▸ **EXERCISE AIM**
Convert each of the items below into a JSON list of strings, one string per line, leaving out blank lines.

════════════════════

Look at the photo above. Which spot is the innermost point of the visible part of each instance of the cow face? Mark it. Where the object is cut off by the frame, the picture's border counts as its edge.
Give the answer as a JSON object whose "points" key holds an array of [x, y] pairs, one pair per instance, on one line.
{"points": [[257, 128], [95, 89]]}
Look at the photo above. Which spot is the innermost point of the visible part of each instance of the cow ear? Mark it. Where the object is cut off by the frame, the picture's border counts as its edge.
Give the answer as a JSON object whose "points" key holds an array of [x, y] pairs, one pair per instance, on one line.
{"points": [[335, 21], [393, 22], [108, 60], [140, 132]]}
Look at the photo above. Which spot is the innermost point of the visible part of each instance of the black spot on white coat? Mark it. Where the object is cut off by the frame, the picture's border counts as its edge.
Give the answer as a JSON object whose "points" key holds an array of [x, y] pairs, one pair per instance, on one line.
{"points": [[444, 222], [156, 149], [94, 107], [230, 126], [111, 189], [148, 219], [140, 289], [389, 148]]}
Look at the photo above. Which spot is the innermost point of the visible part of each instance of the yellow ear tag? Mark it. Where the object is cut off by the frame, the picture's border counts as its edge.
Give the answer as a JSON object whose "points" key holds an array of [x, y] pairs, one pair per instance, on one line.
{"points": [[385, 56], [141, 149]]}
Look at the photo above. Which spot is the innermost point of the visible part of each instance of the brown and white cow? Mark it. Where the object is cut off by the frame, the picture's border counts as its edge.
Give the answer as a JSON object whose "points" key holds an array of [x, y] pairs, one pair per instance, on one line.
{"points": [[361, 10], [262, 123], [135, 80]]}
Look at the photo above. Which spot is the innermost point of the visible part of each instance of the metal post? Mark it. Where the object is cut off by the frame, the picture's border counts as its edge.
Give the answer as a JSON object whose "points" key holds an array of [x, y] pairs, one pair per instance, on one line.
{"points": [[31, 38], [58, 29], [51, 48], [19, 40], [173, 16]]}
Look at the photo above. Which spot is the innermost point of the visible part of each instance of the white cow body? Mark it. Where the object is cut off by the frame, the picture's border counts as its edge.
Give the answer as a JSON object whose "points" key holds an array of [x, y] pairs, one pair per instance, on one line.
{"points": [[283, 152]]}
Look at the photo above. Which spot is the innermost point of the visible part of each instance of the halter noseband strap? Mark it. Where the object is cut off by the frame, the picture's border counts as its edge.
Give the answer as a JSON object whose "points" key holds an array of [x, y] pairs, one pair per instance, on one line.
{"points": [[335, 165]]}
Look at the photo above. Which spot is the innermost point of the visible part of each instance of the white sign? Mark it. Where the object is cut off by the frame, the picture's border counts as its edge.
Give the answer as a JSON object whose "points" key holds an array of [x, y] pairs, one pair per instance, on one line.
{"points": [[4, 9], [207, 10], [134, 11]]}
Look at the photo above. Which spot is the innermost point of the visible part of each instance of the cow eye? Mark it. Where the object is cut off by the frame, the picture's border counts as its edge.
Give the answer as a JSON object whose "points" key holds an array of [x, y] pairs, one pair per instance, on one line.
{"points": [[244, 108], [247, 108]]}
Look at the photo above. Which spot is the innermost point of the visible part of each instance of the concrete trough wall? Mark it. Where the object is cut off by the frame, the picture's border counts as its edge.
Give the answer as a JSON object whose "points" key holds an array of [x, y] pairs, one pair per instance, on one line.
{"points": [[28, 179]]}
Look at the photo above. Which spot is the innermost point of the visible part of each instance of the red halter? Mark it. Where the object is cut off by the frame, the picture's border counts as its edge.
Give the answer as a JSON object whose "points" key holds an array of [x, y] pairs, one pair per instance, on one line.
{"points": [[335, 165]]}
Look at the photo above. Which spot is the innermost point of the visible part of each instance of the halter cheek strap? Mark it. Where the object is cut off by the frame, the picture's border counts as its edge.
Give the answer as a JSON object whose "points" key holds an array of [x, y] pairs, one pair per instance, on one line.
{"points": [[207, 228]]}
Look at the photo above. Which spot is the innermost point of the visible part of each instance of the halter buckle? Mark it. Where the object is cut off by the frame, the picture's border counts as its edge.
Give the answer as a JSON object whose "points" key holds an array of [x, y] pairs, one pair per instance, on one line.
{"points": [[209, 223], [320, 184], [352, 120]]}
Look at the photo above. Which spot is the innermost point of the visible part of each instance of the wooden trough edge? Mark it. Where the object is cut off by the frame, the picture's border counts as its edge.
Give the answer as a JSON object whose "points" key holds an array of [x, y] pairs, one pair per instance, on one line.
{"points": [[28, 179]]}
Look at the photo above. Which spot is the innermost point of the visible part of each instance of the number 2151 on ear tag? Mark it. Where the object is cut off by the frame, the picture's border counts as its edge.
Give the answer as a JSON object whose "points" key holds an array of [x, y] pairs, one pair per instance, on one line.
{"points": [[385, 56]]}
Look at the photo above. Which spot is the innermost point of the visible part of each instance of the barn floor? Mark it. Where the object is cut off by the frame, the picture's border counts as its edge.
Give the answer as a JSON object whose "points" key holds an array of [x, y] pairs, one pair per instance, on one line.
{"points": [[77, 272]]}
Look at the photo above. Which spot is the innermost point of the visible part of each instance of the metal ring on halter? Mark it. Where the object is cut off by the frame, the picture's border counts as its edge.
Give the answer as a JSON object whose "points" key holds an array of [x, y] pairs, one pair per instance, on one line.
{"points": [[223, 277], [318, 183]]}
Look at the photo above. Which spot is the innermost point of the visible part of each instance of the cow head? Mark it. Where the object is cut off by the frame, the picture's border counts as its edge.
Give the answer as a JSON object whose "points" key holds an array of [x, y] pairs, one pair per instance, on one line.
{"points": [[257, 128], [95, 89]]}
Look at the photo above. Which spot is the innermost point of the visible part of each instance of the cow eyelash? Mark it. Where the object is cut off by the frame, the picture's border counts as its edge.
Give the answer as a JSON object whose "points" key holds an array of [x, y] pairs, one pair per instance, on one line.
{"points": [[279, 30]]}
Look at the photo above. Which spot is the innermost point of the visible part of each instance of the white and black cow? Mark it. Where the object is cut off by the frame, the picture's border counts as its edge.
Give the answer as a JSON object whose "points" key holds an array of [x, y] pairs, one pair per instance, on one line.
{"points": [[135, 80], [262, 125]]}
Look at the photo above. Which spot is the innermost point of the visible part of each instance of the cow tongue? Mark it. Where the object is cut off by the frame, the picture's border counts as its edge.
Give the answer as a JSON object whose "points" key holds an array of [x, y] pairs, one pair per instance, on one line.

════════════════════

▸ **RESPONSE BELOW**
[
  "Look at the photo above. Which spot is the innermost point of the visible part of each instance of the cow face? Mark it. Where the object is cut off by the frame, the picture's border counts as its edge.",
  "Give the answer as a JSON object whose \"points\" key holds an array of [x, y] pairs, one pair per instance, on one line.",
  "{\"points\": [[257, 128], [95, 89]]}",
  "Look at the photo above. Which spot is the innermost point of the visible part of each instance of the cow ear? Mark it. Where the object is cut off by the frame, the picture's border counts as its edge.",
  "Give the answer as a JSON object whose \"points\" key holds an array of [x, y] pairs, one pair per instance, on one line.",
  "{\"points\": [[335, 21], [393, 22], [108, 60], [140, 132]]}",
  "Look at the photo above. Which spot is the innermost point of the visible part of each instance of the black spot on white coat? Mark it. Where the object is cut off by the frame, the picture's border counts as its edge.",
  "Give the answer as a JSON object whose \"points\" key holds an array of [x, y] pairs, one pair per instance, on one line.",
  "{\"points\": [[444, 222], [156, 149], [94, 107], [230, 126], [111, 189], [148, 219], [140, 289], [389, 148]]}",
  "Look at the photo above. Which spot is the innermost point of the visible part of each instance of the yellow ear tag? Mark it. Where the object is cut off by the frame, the picture's border counts as its edge.",
  "Give the answer as a JSON object whose \"points\" key holds an array of [x, y] pairs, one pair per instance, on one line.",
  "{\"points\": [[385, 56], [141, 149]]}",
  "Look at the photo above. Which spot is the innermost point of the visible part of each instance of the brown and white cow? Mark it. Where the object is cut off by the frame, the picture's border counts as its edge.",
  "Give the answer as a JSON object whose \"points\" key holds an array of [x, y] pairs, one pair per instance, on one line.",
  "{\"points\": [[361, 10], [262, 123], [135, 80]]}",
  "Look at the photo above. Which spot is the innermost point of the visible part of each instance of the metal post? Mark it. Where the object is cut off by the frame, the picture's border counts as its edge.",
  "Give the answer as a JSON object whose \"points\" key holds an array of [x, y] pairs, one pair per instance, on one line.",
  "{\"points\": [[31, 38], [58, 29], [51, 48], [19, 40], [173, 16]]}",
  "Look at the photo above. Which spot is the innermost point of the visible part of each instance of the white cow body? Mark it. Where the object is cut off by the frame, the picture's border counts as its edge.",
  "Give the answer as a JSON object whose \"points\" key holds an array of [x, y] pairs, one pair per instance, on one line.",
  "{\"points\": [[283, 152]]}",
  "Look at the photo above. Which spot is the innermost point of the visible part of each instance of the halter noseband strap? Mark it. Where the object is cut off by the frame, the picture's border counts as its edge.",
  "Give the answer as a JSON object whose \"points\" key holds an array of [x, y] pairs, one pair per instance, on one line.",
  "{\"points\": [[335, 165]]}",
  "Look at the photo above. Which spot is the innermost point of the visible part of each instance of the white sign? Mark it. Where the object is cut off by the frame, the picture's border counts as its edge.",
  "Give the answer as a JSON object whose \"points\" key holds an array of [x, y] pairs, one pair per instance, on one line.",
  "{\"points\": [[4, 9], [207, 10], [134, 11]]}",
  "Look at the photo above. Which spot is the innermost point of the visible part of each instance of the cow eye? Mark it. Where the object is cut off by the frame, the picture's border counts as its edge.",
  "Give the answer as a JSON object whose \"points\" key holds an array of [x, y] pairs, one pair per instance, on one line.",
  "{\"points\": [[244, 108], [247, 108]]}",
  "Look at the photo above. Which spot is the innermost point of the visible part of each instance of the concrete trough wall? Mark it. Where the object is cut off by the frame, the picture's border counts as its edge.",
  "Give the answer as a JSON object whose \"points\" key holds an array of [x, y] pairs, one pair per instance, on one line.",
  "{\"points\": [[28, 179]]}",
  "Look at the photo above. Which spot is the innermost point of the visible part of each instance of the red halter? Mark it. Where the object is cut off by the frame, the picture's border counts as its edge.",
  "Give the answer as a JSON object whose \"points\" key holds an array of [x, y] pairs, one pair per instance, on one line.",
  "{\"points\": [[335, 165]]}",
  "Look at the photo above. Which spot is the innermost point of the visible part of each instance of the halter cheek strap? Mark it. Where the object is cut off by the frame, the picture's border counts as its edge.",
  "Give the answer as a JSON object whose \"points\" key holds an array of [x, y] pairs, one pair per instance, on one line.",
  "{\"points\": [[207, 228]]}",
  "Look at the photo above. Which spot is the innermost point of the visible part of each instance of the halter buckle? Mark it. Where the object is cut off by the frame, the picture's border counts as its edge.",
  "Give the answer as a JSON object whose \"points\" key holds an array of [x, y] pairs, one pair per instance, on one line.",
  "{\"points\": [[209, 223], [320, 184], [352, 120]]}",
  "Look at the photo above. Which spot is the innermost point of the visible part of each instance of the wooden trough edge? Mark it. Where the object is cut off by the frame, the picture's border counts as its edge.",
  "Give the answer as a JSON object whose \"points\" key holds an array of [x, y] pairs, one pair per instance, on one line.",
  "{\"points\": [[28, 179]]}",
  "Look at the photo above. Which spot is the innermost point of the visible part of each instance of the number 2151 on ear tag? Mark it. Where the object is cut off by the frame, the picture's border counts as its edge.",
  "Give the answer as a JSON object whose \"points\" key holds an array of [x, y] pairs, one pair per instance, on one line.",
  "{\"points\": [[385, 56]]}",
  "Look at the photo above. Which spot is the innermost point of the visible part of each instance of the barn floor? Mark it. Where the object is cut off by the frame, the picture's border counts as its edge.",
  "Give the answer as a JSON object whose \"points\" key holds an array of [x, y] pairs, one pair per instance, on one line.",
  "{\"points\": [[77, 272]]}",
  "Look at the photo above. Which spot is the innermost point of the visible part of each instance of the metal ring on halter? Mark it. Where the object is cut off by the frame, the picture's border counts as its edge.",
  "Give the answer as a JSON object whose \"points\" key holds an array of [x, y] pairs, one pair per instance, on one line.",
  "{\"points\": [[223, 277], [318, 183]]}",
  "Look at the photo above. Which spot is the innermost point of the visible part of each instance of the cow head? Mark it. Where the object is cut off by the frame, the picture's border counts as its edge.",
  "Give the answer as a JSON object whose \"points\" key holds an array of [x, y] pairs, one pair per instance, on one line.",
  "{\"points\": [[257, 128], [95, 89]]}",
  "Look at the photo above. Which spot is the innermost point of the visible part of each instance of the cow eyelash? Mark it. Where the object is cut off by the frame, the picture's border counts as its edge.",
  "Give the answer as a JSON object whose \"points\" key holds an array of [x, y] pairs, one pair per instance, on one line.",
  "{\"points\": [[279, 30]]}",
  "Look at the photo above. Which spot is the innermost point of the visible part of each instance of the white and black cow? Mark it. Where the object is cut off by the frame, the picture's border counts as its edge.",
  "Give the answer as a JSON object whose \"points\" key holds an array of [x, y] pairs, one pair per instance, on one line.",
  "{\"points\": [[135, 80], [262, 125]]}",
  "Look at the photo above. Which spot is the innermost point of the visible part of each instance of the cow tongue? Mark it. Where the object is cut off by the frame, the picture's border counts as its edge.",
  "Give the answer as a JSON object whose \"points\" key holds an array of [x, y] pairs, one pair per instance, on one line."
]